▶ _What is required_:
Beginning at the line containing "flat rooftop: detect & box", print every line until the records end, keeping each exactly as it is.

#####

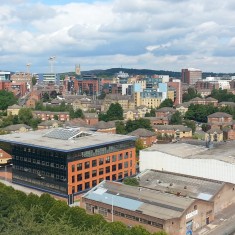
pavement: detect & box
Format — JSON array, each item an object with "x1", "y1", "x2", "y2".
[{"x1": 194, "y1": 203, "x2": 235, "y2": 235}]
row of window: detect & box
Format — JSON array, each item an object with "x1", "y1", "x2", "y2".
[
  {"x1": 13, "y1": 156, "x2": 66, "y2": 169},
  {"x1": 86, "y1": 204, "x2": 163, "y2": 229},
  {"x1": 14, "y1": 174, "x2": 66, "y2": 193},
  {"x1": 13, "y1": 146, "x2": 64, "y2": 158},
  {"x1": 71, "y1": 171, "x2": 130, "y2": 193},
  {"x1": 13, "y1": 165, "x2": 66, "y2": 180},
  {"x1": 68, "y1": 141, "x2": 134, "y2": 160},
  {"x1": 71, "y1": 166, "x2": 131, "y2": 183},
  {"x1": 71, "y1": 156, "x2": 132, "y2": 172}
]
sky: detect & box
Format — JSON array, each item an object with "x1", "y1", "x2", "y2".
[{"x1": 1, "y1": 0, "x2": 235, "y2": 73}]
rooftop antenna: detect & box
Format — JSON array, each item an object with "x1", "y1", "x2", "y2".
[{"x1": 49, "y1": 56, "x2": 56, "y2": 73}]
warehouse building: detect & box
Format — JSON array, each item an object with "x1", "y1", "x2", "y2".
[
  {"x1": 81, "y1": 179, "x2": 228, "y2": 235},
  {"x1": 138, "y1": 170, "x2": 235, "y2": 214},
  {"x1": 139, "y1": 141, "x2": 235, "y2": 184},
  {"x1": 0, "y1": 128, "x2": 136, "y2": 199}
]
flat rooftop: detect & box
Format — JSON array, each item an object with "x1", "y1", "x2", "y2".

#####

▶ _Solved exercise_:
flat rooftop: detect & box
Format — JSON array, each item an object with "x1", "y1", "x2", "y2".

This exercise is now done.